Records from a dataset:
— START —

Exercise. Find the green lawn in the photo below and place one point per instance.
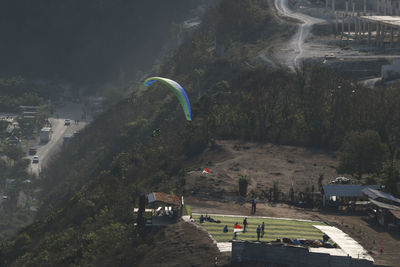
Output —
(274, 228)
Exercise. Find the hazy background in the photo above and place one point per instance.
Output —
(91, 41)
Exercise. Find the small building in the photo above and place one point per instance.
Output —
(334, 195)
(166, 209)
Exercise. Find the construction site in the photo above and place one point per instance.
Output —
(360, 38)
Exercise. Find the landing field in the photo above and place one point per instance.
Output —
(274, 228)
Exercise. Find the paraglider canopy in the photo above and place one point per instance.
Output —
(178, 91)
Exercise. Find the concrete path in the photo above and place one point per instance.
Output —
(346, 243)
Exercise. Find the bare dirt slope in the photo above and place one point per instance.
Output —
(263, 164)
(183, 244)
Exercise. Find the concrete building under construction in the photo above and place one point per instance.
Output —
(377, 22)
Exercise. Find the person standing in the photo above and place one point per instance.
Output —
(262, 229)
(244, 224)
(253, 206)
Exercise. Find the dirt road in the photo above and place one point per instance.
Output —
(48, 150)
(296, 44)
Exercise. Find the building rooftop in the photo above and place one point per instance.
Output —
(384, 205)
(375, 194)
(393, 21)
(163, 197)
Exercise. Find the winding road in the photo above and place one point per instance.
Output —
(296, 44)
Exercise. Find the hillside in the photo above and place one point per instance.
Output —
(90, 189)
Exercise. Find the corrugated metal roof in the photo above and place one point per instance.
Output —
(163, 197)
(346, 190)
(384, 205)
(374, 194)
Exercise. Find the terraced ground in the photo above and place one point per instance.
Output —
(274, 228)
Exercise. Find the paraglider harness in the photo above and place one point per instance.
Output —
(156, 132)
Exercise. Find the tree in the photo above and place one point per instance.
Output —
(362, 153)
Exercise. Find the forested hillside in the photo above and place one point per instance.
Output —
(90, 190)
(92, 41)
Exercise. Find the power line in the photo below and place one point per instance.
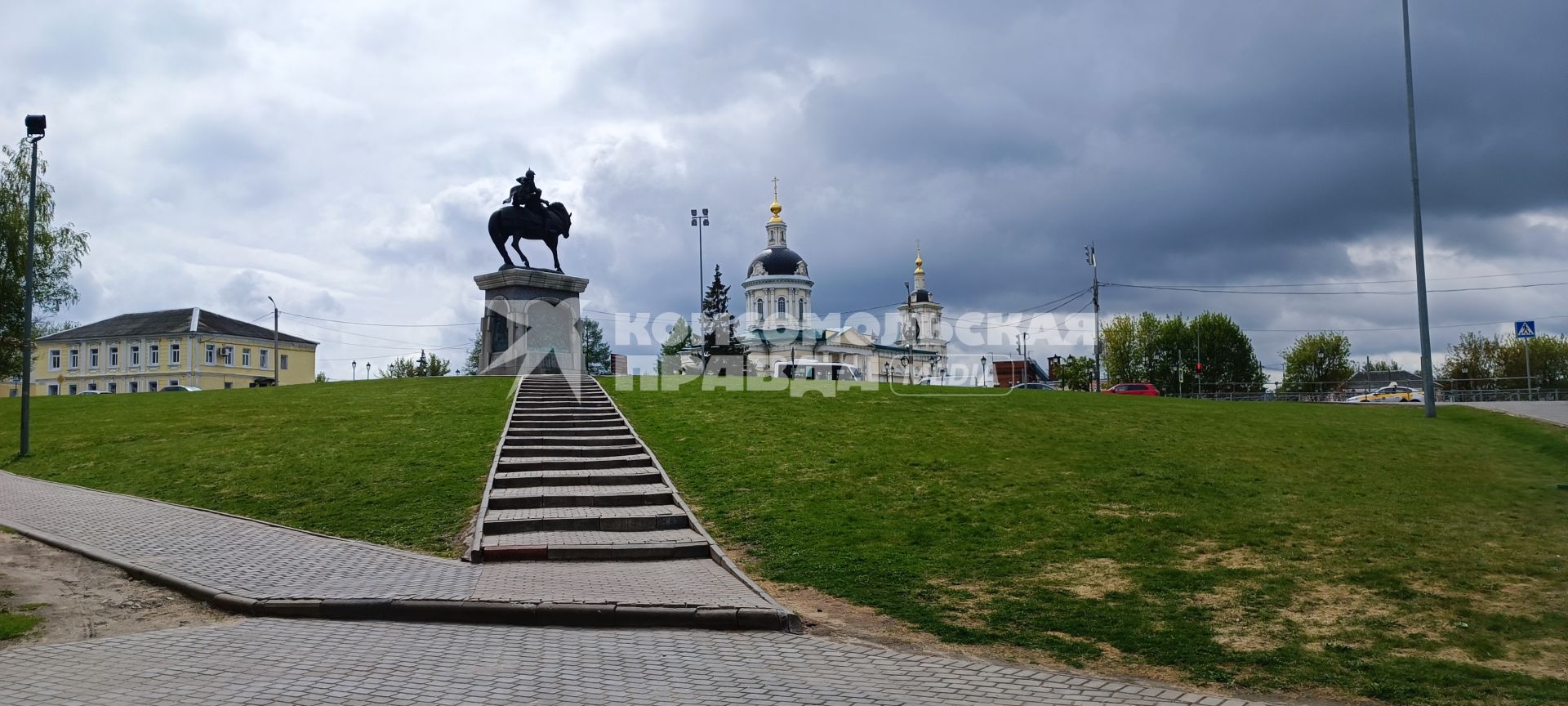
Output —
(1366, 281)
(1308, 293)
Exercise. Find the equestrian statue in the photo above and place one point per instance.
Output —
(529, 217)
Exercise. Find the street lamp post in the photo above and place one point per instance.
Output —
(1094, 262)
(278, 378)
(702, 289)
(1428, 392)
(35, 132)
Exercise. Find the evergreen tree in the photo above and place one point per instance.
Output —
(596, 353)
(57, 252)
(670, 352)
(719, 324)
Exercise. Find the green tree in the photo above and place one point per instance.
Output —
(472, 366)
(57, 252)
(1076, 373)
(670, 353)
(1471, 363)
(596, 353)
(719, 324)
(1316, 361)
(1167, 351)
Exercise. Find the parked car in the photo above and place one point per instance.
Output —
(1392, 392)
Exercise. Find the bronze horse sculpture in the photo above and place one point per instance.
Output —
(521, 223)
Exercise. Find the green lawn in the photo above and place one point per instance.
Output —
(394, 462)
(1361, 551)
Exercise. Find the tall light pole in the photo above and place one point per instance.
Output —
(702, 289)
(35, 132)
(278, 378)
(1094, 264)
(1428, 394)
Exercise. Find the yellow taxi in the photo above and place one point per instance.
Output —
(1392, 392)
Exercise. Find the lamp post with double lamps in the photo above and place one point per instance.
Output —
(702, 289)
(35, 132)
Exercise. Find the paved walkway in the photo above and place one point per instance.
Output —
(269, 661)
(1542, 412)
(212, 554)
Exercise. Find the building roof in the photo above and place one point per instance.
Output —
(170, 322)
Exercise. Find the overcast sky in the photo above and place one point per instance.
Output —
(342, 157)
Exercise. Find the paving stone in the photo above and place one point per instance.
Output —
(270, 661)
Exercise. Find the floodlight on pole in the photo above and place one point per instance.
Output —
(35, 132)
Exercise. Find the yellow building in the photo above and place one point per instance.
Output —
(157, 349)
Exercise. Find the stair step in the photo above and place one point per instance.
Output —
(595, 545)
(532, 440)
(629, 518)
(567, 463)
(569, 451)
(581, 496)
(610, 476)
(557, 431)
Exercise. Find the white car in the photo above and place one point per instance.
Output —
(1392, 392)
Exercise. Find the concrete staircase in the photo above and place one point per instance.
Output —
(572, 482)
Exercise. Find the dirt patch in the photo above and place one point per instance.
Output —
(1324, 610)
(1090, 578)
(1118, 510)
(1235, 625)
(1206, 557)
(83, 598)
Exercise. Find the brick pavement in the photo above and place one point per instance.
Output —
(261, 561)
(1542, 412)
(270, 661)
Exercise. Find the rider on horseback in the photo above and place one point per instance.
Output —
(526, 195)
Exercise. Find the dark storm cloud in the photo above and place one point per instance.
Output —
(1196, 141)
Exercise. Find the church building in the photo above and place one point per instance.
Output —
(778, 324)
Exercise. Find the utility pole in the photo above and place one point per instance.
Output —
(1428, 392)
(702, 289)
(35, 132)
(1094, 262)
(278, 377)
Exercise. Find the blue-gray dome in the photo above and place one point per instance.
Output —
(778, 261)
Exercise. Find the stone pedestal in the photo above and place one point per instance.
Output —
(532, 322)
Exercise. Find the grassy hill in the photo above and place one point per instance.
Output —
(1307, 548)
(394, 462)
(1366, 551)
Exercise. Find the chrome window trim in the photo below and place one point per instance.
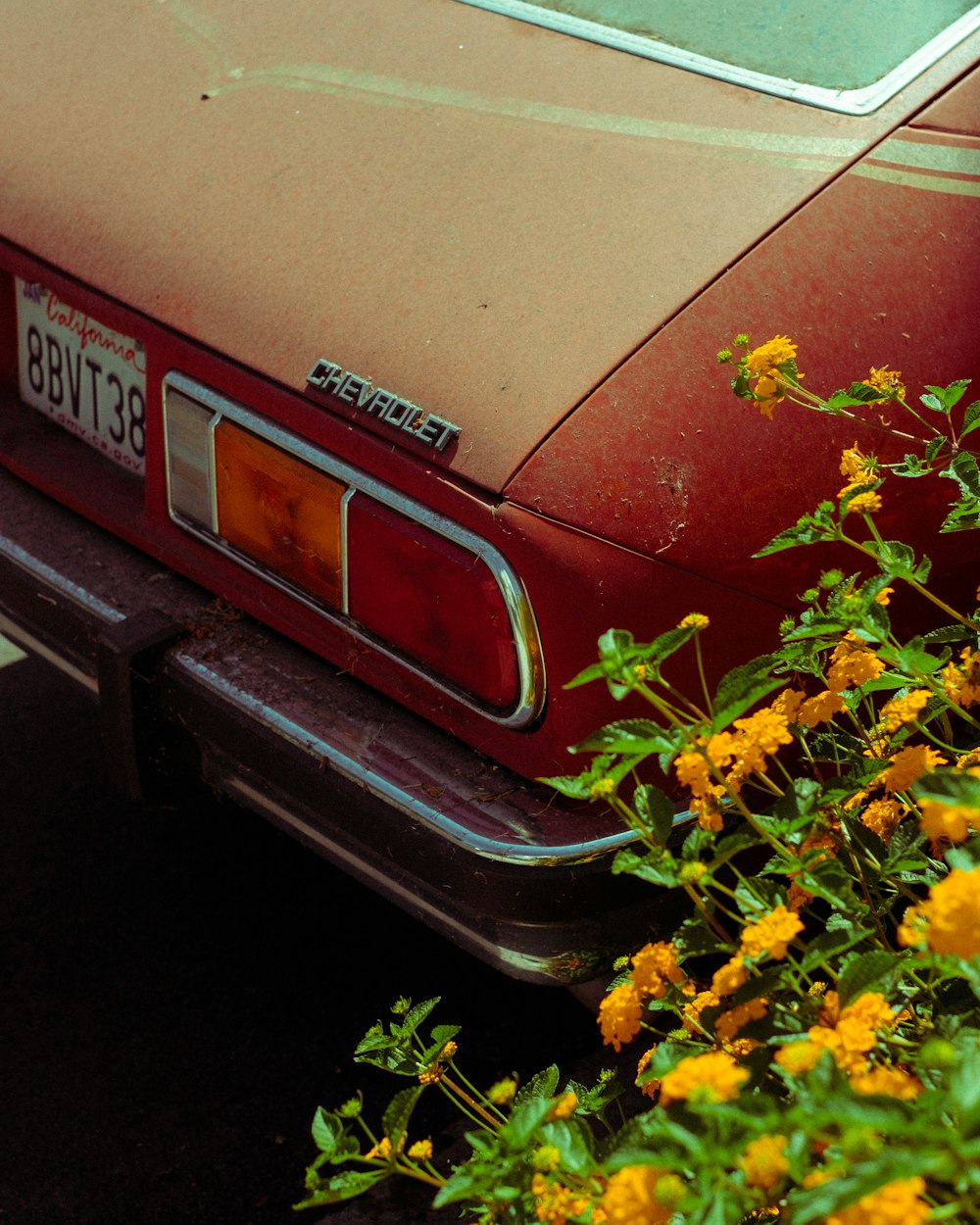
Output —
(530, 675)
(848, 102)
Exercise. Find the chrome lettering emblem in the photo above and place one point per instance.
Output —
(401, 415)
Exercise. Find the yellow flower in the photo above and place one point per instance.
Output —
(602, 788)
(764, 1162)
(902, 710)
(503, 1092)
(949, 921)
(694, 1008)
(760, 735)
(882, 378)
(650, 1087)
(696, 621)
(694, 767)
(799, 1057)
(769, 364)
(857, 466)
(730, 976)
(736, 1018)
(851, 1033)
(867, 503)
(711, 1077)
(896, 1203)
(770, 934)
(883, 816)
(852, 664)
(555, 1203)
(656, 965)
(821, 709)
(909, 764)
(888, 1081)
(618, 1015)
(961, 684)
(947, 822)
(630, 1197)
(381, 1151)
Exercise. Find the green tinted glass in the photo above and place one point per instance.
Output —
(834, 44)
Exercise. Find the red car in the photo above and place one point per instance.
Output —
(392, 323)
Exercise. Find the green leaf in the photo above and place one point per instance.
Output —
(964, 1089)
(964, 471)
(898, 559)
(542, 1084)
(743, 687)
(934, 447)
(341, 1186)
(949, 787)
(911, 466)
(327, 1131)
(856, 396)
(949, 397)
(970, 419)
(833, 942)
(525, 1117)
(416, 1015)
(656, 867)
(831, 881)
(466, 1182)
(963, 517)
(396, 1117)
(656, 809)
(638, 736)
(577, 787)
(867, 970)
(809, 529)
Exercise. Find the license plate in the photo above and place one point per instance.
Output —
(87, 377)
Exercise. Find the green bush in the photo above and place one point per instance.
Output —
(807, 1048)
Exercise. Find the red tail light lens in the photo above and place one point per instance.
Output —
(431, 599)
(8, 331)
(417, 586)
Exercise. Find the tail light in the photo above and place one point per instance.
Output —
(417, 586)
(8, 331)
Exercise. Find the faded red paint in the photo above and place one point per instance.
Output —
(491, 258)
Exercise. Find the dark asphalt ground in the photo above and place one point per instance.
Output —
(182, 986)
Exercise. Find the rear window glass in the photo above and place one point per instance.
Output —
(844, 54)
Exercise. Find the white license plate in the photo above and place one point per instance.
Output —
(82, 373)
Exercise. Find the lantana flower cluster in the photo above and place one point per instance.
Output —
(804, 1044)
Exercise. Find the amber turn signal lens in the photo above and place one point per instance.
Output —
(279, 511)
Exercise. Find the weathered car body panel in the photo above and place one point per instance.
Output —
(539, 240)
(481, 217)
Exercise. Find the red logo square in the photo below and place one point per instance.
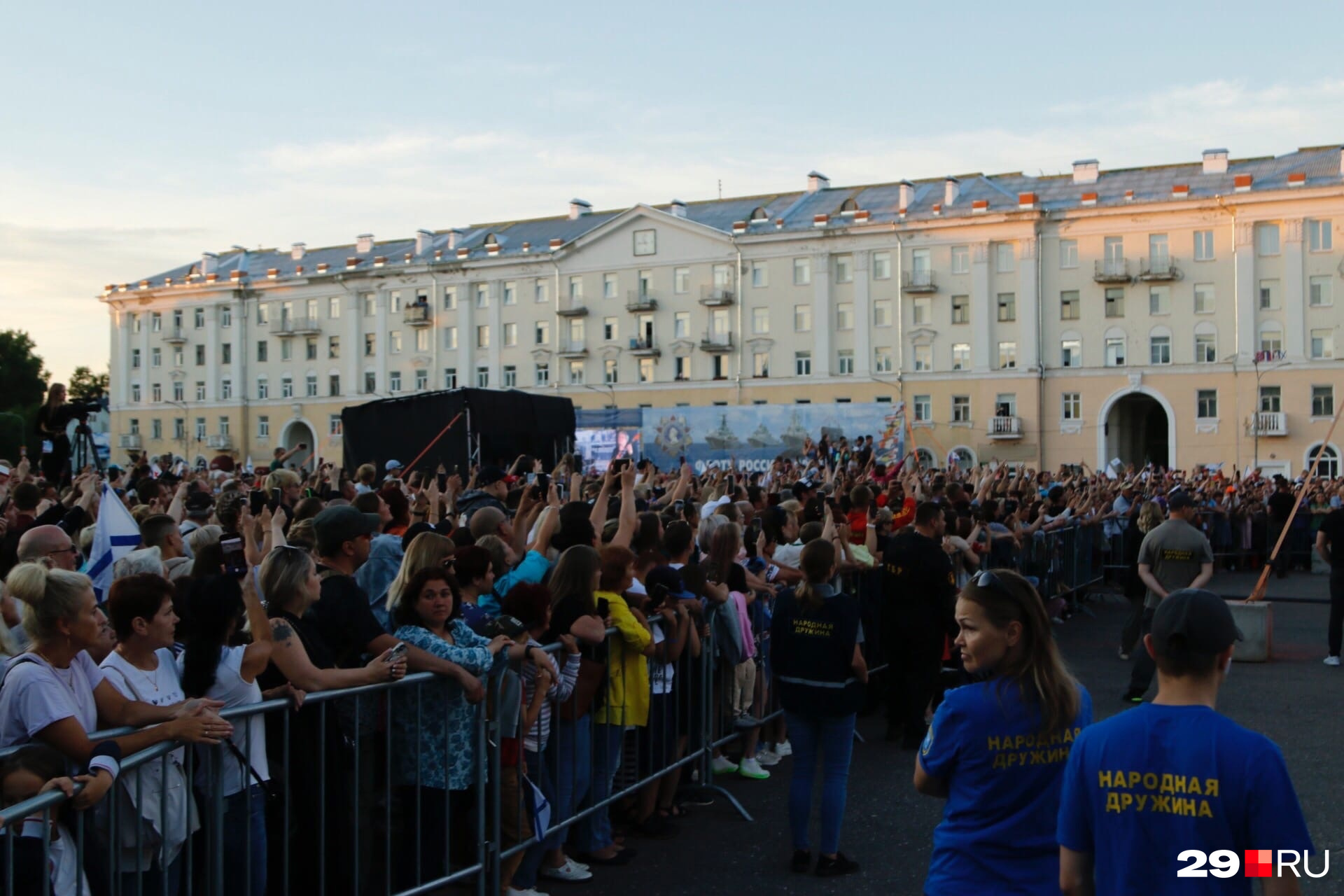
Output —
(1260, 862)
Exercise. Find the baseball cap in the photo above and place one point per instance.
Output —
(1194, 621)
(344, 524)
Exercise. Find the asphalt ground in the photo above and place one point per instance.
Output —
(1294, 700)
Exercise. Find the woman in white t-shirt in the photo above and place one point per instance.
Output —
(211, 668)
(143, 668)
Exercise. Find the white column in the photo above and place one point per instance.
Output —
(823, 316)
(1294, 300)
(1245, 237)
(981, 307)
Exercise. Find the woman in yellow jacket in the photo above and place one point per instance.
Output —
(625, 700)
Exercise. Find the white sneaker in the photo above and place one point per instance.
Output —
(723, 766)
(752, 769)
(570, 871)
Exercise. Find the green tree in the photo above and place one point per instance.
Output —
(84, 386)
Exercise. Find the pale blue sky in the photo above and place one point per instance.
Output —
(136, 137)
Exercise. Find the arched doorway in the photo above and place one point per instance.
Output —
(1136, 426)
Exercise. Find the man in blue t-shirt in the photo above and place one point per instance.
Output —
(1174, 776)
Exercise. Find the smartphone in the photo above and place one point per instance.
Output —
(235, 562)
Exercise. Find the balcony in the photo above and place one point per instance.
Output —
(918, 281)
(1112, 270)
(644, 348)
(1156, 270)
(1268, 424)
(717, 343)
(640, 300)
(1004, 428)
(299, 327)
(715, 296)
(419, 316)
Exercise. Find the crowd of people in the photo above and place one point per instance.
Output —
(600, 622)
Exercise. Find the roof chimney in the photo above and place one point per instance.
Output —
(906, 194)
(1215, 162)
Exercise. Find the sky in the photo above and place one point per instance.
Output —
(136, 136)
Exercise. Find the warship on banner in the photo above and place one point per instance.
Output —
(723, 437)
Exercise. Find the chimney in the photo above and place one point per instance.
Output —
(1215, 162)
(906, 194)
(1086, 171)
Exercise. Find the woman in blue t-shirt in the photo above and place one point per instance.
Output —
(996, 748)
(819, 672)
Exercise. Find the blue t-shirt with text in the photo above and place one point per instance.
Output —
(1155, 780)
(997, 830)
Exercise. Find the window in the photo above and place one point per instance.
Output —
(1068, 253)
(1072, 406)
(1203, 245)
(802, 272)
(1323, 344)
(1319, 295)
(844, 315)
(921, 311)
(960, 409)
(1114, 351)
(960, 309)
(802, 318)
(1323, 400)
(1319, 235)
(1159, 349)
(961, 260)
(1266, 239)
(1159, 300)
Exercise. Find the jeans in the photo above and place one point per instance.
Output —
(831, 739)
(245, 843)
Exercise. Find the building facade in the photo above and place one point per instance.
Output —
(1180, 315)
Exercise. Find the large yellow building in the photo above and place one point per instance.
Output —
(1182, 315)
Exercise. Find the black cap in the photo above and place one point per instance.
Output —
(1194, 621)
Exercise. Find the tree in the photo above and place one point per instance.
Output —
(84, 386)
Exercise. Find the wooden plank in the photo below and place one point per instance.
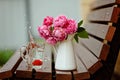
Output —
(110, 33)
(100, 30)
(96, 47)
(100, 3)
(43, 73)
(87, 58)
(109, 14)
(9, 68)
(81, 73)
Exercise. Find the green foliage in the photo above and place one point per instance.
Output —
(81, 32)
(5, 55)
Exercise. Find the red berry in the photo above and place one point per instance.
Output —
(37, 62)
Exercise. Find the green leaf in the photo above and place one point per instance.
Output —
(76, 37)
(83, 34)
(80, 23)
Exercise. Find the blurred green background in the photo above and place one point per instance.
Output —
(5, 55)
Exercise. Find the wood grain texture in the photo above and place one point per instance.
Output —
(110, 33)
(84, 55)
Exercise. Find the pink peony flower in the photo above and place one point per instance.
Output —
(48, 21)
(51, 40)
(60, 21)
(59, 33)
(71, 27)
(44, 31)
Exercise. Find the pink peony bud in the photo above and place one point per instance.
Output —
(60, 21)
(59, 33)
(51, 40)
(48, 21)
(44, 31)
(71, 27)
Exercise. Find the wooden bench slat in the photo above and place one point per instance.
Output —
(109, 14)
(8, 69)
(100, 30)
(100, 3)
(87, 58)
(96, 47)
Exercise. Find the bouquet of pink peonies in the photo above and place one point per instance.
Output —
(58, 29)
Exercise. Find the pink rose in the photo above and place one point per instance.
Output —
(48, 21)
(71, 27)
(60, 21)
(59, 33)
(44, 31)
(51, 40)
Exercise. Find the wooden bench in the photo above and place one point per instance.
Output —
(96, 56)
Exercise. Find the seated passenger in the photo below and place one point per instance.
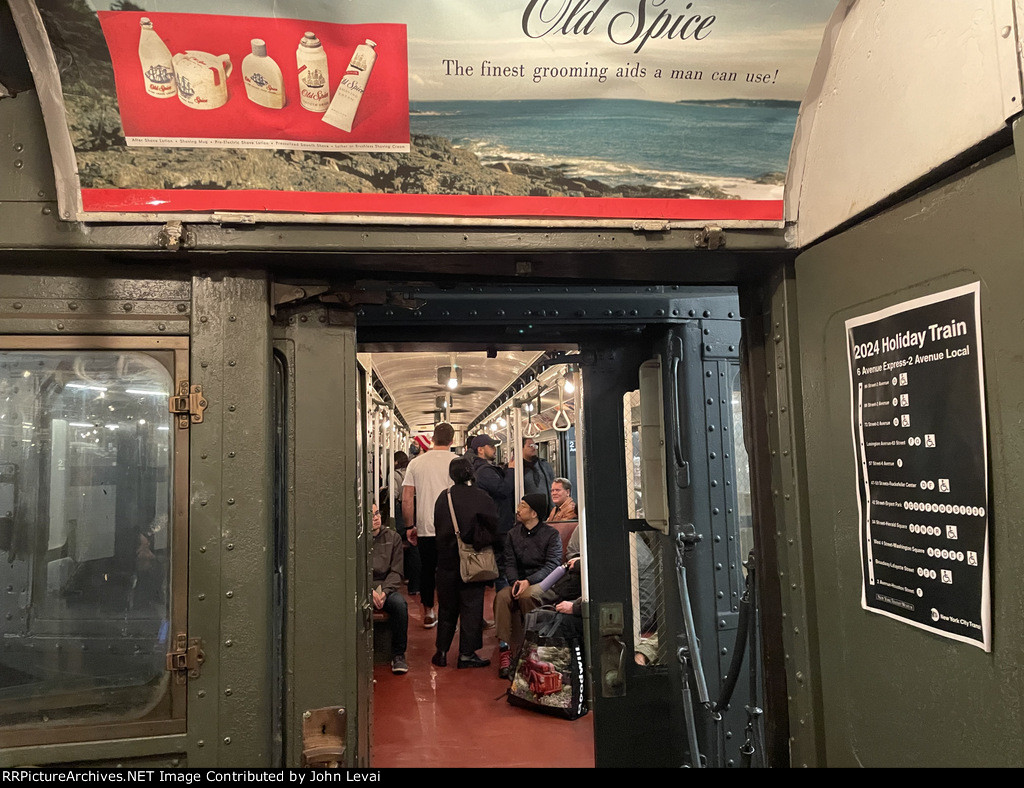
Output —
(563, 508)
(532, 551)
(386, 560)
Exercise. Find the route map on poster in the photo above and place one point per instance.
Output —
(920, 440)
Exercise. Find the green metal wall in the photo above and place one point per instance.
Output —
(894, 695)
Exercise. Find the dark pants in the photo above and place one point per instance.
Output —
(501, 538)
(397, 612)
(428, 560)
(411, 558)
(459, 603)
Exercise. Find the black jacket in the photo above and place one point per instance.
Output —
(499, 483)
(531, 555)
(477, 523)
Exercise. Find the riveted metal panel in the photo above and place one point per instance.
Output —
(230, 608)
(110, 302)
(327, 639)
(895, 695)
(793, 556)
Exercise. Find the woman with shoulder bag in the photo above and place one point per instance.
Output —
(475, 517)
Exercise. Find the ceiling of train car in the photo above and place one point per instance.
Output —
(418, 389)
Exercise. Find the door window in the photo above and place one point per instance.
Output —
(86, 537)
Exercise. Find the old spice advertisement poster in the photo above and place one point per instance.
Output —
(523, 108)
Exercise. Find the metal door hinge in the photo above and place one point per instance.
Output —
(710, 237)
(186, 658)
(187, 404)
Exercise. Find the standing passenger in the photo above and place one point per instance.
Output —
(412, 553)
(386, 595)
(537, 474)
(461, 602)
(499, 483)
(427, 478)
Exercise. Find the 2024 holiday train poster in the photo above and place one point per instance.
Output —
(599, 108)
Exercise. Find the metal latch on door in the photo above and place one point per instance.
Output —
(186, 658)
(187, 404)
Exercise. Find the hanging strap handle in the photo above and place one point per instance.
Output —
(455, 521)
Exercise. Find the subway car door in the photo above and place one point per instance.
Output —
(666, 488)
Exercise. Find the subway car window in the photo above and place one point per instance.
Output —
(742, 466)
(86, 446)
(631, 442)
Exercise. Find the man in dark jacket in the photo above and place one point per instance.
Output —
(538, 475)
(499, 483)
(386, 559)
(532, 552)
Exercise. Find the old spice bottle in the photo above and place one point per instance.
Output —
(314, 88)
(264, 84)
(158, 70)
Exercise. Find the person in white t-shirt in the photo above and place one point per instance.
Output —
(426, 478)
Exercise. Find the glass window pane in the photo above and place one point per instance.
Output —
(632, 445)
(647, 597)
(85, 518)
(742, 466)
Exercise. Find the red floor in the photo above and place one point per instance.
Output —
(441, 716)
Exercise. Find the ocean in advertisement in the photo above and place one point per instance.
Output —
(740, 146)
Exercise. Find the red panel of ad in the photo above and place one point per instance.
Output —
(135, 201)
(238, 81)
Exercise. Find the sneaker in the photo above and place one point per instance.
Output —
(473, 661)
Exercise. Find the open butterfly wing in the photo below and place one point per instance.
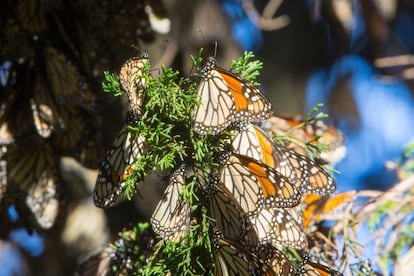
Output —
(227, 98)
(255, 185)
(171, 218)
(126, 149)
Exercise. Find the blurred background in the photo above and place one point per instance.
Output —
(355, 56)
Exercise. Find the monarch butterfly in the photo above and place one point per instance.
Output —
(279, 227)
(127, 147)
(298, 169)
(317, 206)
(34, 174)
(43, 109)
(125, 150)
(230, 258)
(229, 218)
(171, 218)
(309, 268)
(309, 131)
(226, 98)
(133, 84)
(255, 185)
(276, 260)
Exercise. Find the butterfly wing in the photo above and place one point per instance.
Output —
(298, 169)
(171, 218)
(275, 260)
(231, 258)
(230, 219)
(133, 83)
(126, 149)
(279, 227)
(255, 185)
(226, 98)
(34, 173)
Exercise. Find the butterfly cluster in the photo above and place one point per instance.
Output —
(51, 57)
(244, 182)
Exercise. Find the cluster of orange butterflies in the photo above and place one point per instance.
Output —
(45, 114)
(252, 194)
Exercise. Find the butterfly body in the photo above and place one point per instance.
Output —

— END —

▶ [EXERCISE GOAL]: Retype exactly, and only, the lines from the one containing "Exercise. Find the glass" through the end of the material, leaving aside every picture.

▶ [ANSWER TO THIS EXERCISE]:
Exercise. Find the glass window pane in the photo above and place one point per instance.
Output —
(632, 445)
(647, 597)
(85, 518)
(742, 466)
Exercise. Find the red floor in the photo above and place one point per instance.
Output —
(441, 716)
Exercise. Find the ocean in advertisement in the photo above and place one point per instance.
Output —
(740, 146)
Exercise. Find the red panel of ad in the photo above and place one point per instance.
Output —
(135, 201)
(238, 81)
Exercise. Find the sneaker in the photo above and place one point per instance.
Output —
(473, 661)
Exercise. Find the open butterfly wing in the photo below and place one point per instance.
Output —
(227, 98)
(255, 185)
(171, 218)
(126, 149)
Exercise. Find the blurred background in the photo above and place one point per instance.
Output —
(355, 56)
Exercise. Find the monarch butterfly in the photo above and place one point per instance.
Output —
(279, 227)
(127, 147)
(298, 169)
(317, 206)
(34, 174)
(43, 109)
(125, 150)
(230, 258)
(229, 218)
(171, 218)
(309, 268)
(309, 131)
(226, 98)
(133, 84)
(255, 185)
(276, 260)
Exercise. Find the butterfly wing in the photo above and place one point per instance.
Output —
(298, 169)
(171, 218)
(275, 260)
(231, 258)
(230, 219)
(133, 83)
(126, 149)
(279, 227)
(255, 185)
(226, 98)
(34, 173)
Exercise. Find the butterfly cluster in the photo above and place one point per instance.
Output —
(51, 57)
(244, 182)
Exercise. Find the cluster of orange butterflies in the photo above and place one point per instance.
Output —
(45, 114)
(252, 194)
Exercise. Find the butterfly body in the photo above and place one point per instance.
Output —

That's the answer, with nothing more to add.